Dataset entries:
BEGIN

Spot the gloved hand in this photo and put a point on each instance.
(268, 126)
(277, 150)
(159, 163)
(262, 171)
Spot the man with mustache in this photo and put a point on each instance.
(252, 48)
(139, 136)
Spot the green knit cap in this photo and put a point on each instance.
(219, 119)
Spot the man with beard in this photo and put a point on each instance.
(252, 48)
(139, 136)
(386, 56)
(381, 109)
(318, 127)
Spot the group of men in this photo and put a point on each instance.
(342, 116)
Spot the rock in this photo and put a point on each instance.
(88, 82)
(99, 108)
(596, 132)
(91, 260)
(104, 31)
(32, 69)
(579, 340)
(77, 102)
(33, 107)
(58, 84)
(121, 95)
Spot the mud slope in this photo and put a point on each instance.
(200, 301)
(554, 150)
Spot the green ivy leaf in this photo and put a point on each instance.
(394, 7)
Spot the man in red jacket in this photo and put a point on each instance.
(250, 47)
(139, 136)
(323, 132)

END

### EXERCISE GOAL
Every entry needs to be copied again exactly.

### PROBLEM SOLUTION
Spot the gloved hand in this photo and put a point on each instance.
(268, 126)
(277, 150)
(159, 163)
(262, 171)
Spot the man with mustache in this photo and put a point on each instance.
(252, 48)
(139, 136)
Spot the green knit cap in this photo and put a point on each instance.
(219, 119)
Spot the man with beard in this photo and put a point on each instance.
(252, 48)
(139, 136)
(386, 56)
(381, 109)
(318, 127)
Spot the group of men in this photo and put a point on each instance.
(342, 116)
Spot the rock in this photo and put a point on each instance.
(88, 82)
(99, 108)
(596, 132)
(91, 260)
(104, 31)
(32, 69)
(579, 340)
(77, 102)
(33, 107)
(58, 84)
(121, 95)
Spot the mud slope in this photo and put a point on each instance.
(200, 301)
(554, 150)
Spot the green ivy leaf in this photo and put a point on each instance.
(394, 7)
Spot the man in red jacket in this photo and put a point on each instance.
(250, 47)
(139, 136)
(323, 132)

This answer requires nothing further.